Given problem | Could you repeat, word for word, every line from the one containing "Target: floral umbrella" through the final line of the records below, and nothing else?

— START OF Extracted information —

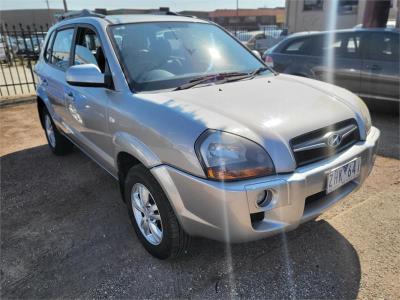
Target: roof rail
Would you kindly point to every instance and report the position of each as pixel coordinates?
(79, 14)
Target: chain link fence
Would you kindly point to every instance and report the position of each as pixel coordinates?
(19, 50)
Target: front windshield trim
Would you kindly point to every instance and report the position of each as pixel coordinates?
(134, 86)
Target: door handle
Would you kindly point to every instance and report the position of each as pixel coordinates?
(375, 68)
(70, 96)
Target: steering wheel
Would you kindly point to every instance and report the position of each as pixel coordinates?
(144, 67)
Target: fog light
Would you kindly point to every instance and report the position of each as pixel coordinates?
(264, 198)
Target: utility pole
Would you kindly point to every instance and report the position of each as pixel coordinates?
(65, 5)
(48, 11)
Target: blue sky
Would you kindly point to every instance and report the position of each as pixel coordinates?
(175, 5)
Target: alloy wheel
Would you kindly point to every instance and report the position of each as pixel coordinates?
(146, 213)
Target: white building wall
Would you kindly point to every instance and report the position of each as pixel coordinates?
(298, 20)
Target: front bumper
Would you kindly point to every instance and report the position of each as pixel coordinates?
(222, 210)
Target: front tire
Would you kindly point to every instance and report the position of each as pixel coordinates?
(58, 144)
(152, 216)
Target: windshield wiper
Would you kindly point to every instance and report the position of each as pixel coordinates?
(224, 77)
(206, 78)
(250, 75)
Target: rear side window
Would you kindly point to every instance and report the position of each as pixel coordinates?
(61, 48)
(88, 49)
(383, 46)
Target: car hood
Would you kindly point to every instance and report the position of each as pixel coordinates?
(270, 110)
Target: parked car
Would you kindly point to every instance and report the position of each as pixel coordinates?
(365, 61)
(203, 138)
(260, 40)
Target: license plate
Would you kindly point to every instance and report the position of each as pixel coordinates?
(343, 174)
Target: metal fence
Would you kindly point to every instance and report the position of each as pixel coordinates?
(19, 50)
(20, 47)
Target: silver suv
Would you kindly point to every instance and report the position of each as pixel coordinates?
(204, 139)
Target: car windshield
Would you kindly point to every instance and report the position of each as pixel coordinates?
(165, 55)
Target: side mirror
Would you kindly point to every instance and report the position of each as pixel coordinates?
(256, 53)
(88, 75)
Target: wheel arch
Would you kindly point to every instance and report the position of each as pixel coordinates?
(130, 151)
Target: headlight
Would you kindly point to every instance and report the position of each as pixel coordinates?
(226, 156)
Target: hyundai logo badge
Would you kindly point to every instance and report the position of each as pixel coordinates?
(334, 140)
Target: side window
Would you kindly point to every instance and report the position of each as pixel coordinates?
(294, 47)
(342, 45)
(47, 51)
(383, 46)
(88, 49)
(61, 48)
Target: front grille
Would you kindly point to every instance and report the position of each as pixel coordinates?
(314, 146)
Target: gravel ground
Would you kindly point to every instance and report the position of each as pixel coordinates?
(65, 234)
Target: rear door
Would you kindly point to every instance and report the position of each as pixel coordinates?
(380, 73)
(57, 59)
(340, 60)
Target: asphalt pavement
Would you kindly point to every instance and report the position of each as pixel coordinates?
(65, 233)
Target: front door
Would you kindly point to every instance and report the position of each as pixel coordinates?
(87, 106)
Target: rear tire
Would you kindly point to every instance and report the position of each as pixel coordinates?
(162, 237)
(58, 144)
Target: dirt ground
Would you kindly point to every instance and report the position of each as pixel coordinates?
(65, 233)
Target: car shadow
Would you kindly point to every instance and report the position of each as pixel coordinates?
(65, 233)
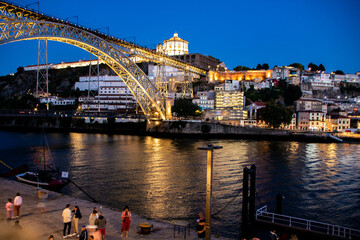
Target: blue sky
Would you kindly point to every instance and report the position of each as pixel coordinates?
(236, 32)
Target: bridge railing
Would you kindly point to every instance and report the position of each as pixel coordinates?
(310, 225)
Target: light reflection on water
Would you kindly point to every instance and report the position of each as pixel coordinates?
(166, 178)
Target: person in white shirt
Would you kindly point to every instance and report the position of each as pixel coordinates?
(17, 204)
(67, 220)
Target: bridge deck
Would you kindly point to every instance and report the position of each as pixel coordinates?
(263, 215)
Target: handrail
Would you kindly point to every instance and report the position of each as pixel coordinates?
(311, 225)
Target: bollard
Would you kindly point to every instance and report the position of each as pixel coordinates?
(279, 199)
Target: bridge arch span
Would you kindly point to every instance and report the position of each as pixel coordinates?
(149, 98)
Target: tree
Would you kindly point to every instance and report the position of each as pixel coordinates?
(298, 66)
(275, 115)
(185, 108)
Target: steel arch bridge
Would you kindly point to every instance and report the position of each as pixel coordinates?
(149, 98)
(20, 24)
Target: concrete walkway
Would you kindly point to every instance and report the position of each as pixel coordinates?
(37, 226)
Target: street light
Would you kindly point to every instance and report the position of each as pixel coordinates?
(209, 149)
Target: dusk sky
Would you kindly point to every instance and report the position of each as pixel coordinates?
(237, 32)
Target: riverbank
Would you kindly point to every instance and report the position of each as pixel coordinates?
(166, 129)
(37, 226)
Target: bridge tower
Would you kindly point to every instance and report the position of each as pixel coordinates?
(93, 85)
(187, 91)
(42, 76)
(161, 82)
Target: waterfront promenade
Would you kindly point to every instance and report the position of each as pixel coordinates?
(37, 226)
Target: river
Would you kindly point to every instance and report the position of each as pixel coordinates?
(166, 178)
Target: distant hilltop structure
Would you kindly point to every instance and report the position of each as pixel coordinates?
(174, 46)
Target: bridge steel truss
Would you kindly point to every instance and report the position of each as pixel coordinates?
(149, 98)
(9, 11)
(27, 24)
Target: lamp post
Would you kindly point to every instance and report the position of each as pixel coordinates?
(210, 148)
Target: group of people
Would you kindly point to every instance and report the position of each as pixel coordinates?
(97, 223)
(9, 206)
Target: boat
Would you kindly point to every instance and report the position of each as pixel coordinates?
(43, 179)
(48, 178)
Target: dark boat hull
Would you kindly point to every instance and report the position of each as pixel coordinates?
(32, 179)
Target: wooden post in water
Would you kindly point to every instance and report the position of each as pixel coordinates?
(248, 206)
(210, 148)
(252, 199)
(245, 210)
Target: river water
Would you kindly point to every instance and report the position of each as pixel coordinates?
(166, 178)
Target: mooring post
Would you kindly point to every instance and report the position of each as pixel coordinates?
(210, 148)
(245, 209)
(279, 199)
(252, 196)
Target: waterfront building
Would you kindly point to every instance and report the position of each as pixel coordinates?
(321, 81)
(292, 124)
(316, 121)
(62, 65)
(254, 107)
(229, 99)
(337, 123)
(56, 101)
(288, 73)
(348, 78)
(113, 95)
(205, 100)
(303, 121)
(308, 104)
(240, 75)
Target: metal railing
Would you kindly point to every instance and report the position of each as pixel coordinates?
(310, 225)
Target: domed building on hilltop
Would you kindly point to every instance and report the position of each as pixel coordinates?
(174, 46)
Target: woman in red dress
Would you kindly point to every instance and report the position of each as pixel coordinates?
(126, 219)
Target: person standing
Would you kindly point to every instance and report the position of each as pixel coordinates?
(83, 235)
(200, 228)
(17, 204)
(9, 209)
(126, 219)
(77, 216)
(67, 220)
(273, 235)
(100, 222)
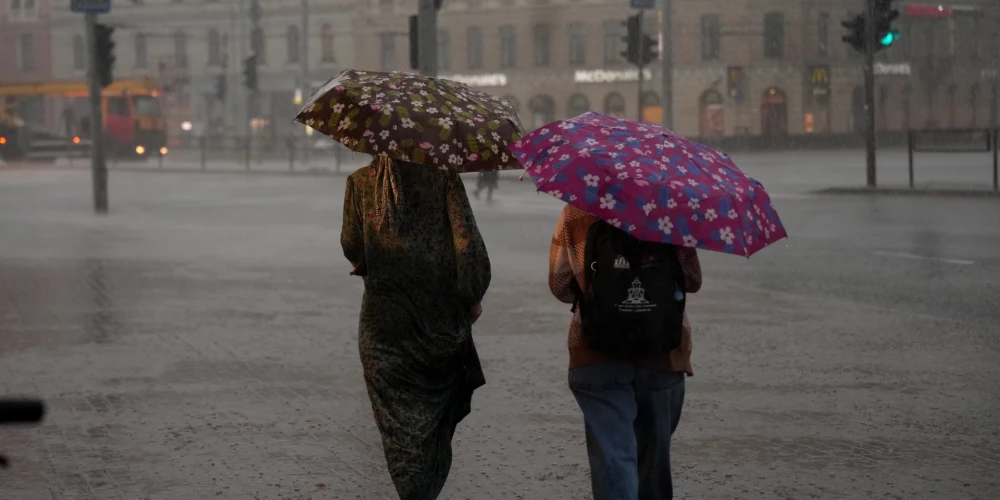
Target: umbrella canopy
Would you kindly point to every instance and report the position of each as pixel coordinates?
(416, 118)
(652, 183)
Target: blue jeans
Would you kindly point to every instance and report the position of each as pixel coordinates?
(630, 414)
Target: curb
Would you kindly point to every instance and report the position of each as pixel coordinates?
(898, 191)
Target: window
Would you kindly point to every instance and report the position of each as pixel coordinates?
(292, 44)
(543, 110)
(774, 35)
(258, 45)
(22, 9)
(140, 51)
(388, 47)
(180, 49)
(118, 106)
(327, 43)
(967, 35)
(823, 35)
(513, 103)
(508, 47)
(474, 39)
(146, 106)
(578, 105)
(214, 48)
(577, 44)
(542, 44)
(614, 105)
(612, 42)
(26, 54)
(710, 37)
(79, 52)
(444, 49)
(973, 102)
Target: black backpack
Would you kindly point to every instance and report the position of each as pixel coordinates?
(634, 301)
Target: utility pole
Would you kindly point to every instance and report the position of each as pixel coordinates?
(870, 92)
(667, 66)
(305, 86)
(256, 35)
(241, 95)
(427, 36)
(99, 169)
(641, 65)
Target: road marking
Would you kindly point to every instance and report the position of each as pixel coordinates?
(911, 256)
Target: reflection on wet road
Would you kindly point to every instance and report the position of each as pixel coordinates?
(199, 342)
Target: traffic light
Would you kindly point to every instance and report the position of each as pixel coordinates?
(105, 61)
(885, 14)
(220, 87)
(633, 39)
(649, 49)
(885, 35)
(250, 73)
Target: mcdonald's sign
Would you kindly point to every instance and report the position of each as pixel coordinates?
(736, 81)
(819, 82)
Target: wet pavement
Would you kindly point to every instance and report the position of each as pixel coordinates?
(200, 342)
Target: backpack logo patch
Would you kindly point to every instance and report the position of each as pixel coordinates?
(636, 301)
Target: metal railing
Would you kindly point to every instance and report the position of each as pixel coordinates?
(955, 141)
(249, 153)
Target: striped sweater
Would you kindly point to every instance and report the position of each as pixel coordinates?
(566, 263)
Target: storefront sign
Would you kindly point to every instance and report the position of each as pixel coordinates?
(900, 69)
(819, 82)
(735, 81)
(486, 80)
(608, 76)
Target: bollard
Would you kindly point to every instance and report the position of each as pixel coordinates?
(996, 159)
(201, 143)
(910, 139)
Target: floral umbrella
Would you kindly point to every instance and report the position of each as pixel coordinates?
(416, 118)
(651, 183)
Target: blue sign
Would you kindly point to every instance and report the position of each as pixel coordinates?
(97, 6)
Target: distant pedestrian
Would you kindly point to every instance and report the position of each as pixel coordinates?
(409, 231)
(489, 181)
(629, 348)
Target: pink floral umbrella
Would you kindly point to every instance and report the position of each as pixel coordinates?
(651, 183)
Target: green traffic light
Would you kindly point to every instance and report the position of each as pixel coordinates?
(889, 38)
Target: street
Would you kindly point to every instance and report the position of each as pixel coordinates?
(200, 342)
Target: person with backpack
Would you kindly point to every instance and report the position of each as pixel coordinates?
(629, 348)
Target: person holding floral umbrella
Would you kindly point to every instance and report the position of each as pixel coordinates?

— END OF Extracted information —

Result of the exercise |
Target: floral umbrella
Would you kindly point to every instance and report the position of each as pixel coordinates?
(416, 118)
(651, 183)
Target: blue sign
Would you kindly point to every instance and report the position of each as pixel coordinates?
(97, 6)
Target: distant pedestrian
Would you kindly point to every instance and report the position of each as pixel coordinates?
(409, 231)
(489, 181)
(629, 348)
Target: pink floral umbrella
Would you kindly point to every instance and report the position of each as pixel coordinates?
(651, 183)
Target: green traffic light
Would you kindly point to every instance and report the position of each as pixel coordinates?
(889, 38)
Target: street
Would you kindly point to every instance and report the position of each as pixel coordinates?
(200, 342)
Target: person with backpack
Would you kindly point to every instance and report the position of each as pixel coordinates?
(629, 348)
Target: person holding floral umbrella
Would you kindly point to every instance and report the position of each as pixel coordinates?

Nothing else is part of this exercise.